SUPPLIED DATA:
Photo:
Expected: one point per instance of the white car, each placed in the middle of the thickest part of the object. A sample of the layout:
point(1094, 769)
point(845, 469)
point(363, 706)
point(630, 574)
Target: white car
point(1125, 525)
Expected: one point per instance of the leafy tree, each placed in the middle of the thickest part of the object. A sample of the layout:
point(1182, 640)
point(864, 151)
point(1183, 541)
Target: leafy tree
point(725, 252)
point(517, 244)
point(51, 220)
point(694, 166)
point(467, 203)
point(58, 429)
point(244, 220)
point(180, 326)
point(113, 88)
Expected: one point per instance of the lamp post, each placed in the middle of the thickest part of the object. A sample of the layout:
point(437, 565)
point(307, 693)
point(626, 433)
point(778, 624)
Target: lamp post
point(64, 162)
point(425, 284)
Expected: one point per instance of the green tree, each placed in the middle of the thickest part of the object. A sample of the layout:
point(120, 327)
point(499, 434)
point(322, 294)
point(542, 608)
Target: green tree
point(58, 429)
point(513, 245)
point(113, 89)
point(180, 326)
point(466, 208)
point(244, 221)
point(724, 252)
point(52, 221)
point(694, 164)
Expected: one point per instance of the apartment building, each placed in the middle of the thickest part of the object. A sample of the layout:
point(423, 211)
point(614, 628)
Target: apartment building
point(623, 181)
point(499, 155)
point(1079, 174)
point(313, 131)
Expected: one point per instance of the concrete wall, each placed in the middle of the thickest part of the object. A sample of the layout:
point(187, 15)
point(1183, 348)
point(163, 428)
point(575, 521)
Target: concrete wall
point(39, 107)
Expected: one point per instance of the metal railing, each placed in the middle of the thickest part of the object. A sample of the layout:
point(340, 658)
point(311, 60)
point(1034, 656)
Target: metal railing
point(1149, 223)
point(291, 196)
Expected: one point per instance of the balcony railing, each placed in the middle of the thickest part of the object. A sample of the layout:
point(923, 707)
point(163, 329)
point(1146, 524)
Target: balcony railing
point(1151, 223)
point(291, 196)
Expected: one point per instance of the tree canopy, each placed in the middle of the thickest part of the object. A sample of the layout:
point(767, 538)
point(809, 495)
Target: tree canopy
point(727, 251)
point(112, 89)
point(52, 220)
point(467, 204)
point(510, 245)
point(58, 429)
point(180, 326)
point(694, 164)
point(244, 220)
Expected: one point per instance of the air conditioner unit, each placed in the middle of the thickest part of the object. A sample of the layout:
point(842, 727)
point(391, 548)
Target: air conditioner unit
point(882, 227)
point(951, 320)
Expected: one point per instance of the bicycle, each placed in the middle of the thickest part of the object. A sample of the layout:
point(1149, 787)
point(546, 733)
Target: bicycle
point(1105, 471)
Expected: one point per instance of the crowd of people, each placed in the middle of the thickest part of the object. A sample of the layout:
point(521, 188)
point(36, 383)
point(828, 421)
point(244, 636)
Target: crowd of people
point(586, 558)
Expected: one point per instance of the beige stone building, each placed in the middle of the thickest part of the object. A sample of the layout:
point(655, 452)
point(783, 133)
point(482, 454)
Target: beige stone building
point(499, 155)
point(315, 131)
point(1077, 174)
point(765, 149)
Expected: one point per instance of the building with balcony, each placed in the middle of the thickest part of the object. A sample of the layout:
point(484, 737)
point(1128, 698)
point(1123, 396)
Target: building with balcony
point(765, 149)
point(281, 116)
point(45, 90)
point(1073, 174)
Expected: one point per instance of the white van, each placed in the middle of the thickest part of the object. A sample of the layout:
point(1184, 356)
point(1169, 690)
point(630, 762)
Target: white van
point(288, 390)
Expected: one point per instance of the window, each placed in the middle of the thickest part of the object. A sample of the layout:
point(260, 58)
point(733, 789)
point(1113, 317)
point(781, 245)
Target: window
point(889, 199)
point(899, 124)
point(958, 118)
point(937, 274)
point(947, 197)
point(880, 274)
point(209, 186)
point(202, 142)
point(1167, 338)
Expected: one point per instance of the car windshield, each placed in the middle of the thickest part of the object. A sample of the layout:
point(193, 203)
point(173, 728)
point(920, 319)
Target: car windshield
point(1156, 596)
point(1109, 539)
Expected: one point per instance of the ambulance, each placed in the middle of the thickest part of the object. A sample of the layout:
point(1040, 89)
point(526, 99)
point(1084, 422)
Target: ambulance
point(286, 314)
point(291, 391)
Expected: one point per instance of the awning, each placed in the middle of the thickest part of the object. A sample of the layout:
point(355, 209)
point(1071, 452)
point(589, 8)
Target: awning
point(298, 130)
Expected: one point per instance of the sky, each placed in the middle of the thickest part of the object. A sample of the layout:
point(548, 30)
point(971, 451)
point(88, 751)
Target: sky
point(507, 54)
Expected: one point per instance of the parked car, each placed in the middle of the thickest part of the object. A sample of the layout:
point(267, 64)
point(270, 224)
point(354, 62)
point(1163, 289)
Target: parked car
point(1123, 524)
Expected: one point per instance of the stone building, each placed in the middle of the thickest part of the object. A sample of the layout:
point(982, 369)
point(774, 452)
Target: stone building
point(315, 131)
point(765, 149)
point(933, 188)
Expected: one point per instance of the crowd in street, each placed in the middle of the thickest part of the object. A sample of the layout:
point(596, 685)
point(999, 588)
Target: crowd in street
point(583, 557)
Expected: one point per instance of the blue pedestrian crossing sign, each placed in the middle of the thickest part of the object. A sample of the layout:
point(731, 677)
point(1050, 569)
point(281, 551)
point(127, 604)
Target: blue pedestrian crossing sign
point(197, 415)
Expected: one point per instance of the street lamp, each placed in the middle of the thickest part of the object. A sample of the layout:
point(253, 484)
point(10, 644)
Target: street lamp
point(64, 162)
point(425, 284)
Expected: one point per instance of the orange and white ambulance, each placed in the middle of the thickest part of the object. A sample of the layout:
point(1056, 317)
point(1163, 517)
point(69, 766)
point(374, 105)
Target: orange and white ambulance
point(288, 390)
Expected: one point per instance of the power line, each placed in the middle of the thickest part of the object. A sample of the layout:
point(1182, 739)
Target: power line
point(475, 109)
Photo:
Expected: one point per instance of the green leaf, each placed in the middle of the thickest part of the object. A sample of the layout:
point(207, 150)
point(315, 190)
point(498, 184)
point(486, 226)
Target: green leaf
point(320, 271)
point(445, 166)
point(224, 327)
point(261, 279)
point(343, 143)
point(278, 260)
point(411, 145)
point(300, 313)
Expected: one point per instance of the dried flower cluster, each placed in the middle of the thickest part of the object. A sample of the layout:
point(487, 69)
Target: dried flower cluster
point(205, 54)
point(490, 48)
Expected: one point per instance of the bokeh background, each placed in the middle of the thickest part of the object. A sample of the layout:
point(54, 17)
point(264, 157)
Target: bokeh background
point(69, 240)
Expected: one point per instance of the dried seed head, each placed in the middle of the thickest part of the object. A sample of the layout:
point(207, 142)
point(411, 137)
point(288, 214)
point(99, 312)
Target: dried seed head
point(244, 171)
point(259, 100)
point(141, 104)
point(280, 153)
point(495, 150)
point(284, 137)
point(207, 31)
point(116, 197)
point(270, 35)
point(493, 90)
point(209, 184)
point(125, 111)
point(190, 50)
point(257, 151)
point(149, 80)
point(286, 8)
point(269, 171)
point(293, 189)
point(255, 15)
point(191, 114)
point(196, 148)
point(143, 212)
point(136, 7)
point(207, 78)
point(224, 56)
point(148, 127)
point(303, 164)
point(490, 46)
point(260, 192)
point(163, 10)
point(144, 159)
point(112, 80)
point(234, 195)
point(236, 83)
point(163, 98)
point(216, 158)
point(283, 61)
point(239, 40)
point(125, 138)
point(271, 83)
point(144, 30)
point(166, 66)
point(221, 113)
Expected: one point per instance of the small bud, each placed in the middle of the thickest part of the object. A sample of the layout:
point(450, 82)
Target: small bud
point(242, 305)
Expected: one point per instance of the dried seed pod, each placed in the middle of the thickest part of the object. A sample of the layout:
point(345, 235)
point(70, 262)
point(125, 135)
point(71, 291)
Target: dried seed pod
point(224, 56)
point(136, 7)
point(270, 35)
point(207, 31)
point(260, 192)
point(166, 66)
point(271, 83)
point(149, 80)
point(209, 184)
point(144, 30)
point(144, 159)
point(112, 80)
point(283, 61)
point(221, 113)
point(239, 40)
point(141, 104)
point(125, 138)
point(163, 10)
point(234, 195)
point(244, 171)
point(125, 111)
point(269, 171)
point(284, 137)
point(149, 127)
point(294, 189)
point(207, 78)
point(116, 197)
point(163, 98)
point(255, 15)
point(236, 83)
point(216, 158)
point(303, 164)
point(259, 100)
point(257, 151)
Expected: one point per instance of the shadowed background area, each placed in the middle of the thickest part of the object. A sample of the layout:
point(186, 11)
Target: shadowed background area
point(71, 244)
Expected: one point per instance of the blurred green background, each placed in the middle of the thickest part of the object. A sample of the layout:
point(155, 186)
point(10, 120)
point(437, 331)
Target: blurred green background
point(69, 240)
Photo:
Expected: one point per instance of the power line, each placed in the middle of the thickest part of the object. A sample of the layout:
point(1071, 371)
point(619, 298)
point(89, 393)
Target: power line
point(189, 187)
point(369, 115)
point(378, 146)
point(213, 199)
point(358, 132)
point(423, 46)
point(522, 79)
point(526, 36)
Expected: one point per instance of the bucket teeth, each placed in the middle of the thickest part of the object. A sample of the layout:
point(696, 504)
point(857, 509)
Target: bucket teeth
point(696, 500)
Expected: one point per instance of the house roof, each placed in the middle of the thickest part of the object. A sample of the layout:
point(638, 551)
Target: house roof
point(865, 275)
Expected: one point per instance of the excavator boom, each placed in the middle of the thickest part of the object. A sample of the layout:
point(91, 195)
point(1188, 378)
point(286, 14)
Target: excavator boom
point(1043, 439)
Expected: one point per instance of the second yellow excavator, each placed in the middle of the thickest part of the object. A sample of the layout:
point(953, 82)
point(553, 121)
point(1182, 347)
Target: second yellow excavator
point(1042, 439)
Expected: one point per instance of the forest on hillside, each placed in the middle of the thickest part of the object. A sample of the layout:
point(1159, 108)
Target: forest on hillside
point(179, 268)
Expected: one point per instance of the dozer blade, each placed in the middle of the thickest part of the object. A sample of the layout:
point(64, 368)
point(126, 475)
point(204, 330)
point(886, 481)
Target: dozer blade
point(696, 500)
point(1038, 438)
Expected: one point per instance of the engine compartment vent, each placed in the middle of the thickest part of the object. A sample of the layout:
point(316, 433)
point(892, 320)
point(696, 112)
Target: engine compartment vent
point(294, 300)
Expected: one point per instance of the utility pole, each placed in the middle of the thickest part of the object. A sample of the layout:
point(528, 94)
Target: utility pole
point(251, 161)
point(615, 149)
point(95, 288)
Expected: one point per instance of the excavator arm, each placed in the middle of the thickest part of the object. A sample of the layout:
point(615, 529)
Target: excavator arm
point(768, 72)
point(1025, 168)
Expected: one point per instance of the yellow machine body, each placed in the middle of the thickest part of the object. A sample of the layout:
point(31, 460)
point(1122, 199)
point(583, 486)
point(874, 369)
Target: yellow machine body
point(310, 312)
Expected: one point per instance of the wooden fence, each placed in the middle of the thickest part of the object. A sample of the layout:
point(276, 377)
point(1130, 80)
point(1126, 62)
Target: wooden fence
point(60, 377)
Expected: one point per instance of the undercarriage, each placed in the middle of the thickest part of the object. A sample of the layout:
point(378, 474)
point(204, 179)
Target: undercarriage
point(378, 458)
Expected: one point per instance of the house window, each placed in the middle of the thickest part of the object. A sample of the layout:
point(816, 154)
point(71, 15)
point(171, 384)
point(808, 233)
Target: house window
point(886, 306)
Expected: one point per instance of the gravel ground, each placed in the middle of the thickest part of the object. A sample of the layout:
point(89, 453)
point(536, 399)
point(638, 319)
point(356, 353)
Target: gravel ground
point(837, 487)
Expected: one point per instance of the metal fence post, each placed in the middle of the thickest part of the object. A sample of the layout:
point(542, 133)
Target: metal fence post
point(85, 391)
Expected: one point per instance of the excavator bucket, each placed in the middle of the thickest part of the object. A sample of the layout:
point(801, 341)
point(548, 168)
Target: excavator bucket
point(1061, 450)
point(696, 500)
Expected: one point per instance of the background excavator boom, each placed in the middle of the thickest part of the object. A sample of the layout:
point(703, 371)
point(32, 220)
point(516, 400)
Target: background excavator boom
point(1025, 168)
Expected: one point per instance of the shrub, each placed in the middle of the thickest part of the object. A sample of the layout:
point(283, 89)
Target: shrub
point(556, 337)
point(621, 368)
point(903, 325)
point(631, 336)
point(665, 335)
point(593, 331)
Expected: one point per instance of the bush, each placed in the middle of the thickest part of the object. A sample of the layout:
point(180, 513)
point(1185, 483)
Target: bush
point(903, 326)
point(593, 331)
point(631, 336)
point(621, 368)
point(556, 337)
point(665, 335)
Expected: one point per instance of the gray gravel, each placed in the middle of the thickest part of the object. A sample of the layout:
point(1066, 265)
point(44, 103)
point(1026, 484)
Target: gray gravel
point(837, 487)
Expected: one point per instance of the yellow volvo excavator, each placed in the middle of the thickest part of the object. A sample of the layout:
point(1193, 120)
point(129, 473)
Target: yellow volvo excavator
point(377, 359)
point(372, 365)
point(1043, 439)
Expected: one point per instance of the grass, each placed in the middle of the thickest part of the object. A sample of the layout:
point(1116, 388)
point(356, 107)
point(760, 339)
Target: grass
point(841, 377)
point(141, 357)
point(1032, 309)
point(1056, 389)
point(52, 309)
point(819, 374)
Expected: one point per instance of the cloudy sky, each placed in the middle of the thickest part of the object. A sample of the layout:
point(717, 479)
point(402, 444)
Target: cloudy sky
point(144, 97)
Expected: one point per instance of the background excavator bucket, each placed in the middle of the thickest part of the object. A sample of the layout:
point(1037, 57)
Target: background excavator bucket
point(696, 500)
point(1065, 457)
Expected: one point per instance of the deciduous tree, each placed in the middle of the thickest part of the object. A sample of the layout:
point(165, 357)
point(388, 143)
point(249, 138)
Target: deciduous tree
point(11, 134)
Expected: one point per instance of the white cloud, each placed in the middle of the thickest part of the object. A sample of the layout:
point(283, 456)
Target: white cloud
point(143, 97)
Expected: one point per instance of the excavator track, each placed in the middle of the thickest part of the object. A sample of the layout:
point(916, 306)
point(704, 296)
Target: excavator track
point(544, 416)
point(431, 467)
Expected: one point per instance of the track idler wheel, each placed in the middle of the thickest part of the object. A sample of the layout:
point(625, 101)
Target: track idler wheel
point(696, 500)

THE PROBLEM:
Copy each line exactly, from the line containing "Expected: one point per instance of the grass, each" down to the last line of the material, and no other lines.

OUTPUT FOR THIS EXERCISE:
Expected: one point per instance of the grass, each placed in the middle of the thickest part of the object. A sample of the layout:
point(1116, 388)
point(356, 107)
point(760, 339)
Target: grass
point(841, 377)
point(141, 357)
point(1032, 309)
point(1056, 389)
point(52, 309)
point(819, 374)
Expected: one point per instance of the cloudy sky, each placed in the middle of the thickest part of the object. A sample of the layout:
point(717, 479)
point(402, 444)
Target: cloudy sky
point(144, 97)
Expected: one point per instance of the background excavator bucket, each placed in the middle of the thickest part of the object. A sample of the layout:
point(1037, 57)
Target: background excavator bucket
point(696, 500)
point(1065, 457)
Expected: one point per instance of the deciduous tree, each placed in the middle of the thickest part of the object. A sample of the layout:
point(165, 357)
point(388, 143)
point(249, 138)
Target: deciduous tree
point(11, 134)
Expected: one point per instance of the white cloud, each placed in the middle of the thickest part of the object. A sample of the layout:
point(283, 456)
Target: white cloud
point(143, 97)
Expected: one point per instance of the excavator track, each placed in the middle of the thickest part of the object. A sample of the layout:
point(916, 306)
point(704, 296)
Target: excavator track
point(544, 416)
point(431, 467)
Expected: one point per instance of the track idler wheel, each placed in the middle of the thickest part of the object. A sample of the layout:
point(625, 101)
Target: track idler wheel
point(696, 500)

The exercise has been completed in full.